### What to work on
Pick out each line in these entries that contains the string "cloth".

☆ ☆ ☆ ☆ ☆ ☆ ☆

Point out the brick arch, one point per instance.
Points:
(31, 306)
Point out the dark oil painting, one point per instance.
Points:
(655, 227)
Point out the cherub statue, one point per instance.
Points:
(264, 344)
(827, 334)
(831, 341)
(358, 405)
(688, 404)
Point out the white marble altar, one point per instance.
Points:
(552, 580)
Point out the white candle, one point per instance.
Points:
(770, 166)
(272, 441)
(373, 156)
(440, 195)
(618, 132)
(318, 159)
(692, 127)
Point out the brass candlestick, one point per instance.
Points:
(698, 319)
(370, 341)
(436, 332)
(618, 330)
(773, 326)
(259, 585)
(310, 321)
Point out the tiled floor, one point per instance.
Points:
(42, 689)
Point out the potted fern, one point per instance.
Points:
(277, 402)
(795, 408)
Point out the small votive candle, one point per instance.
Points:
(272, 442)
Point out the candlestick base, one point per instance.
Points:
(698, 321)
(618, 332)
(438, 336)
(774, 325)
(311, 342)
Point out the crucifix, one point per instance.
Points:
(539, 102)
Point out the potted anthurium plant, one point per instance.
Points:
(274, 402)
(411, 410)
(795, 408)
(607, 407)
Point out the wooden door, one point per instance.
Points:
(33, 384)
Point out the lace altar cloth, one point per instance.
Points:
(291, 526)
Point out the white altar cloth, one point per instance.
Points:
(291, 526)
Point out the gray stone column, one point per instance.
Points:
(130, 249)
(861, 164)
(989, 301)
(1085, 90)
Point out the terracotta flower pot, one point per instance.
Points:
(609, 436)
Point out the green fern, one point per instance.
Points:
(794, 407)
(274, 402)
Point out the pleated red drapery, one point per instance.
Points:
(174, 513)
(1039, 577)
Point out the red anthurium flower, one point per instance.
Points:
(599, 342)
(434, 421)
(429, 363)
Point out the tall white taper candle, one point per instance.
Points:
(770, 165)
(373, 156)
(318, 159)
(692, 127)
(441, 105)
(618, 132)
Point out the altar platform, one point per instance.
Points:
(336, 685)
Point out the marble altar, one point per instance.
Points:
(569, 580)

☆ ☆ ☆ ☆ ☆ ☆ ☆

### Task result
Point out the lace altar cloth, one point per instance.
Point out the white altar cloth, one point per instance.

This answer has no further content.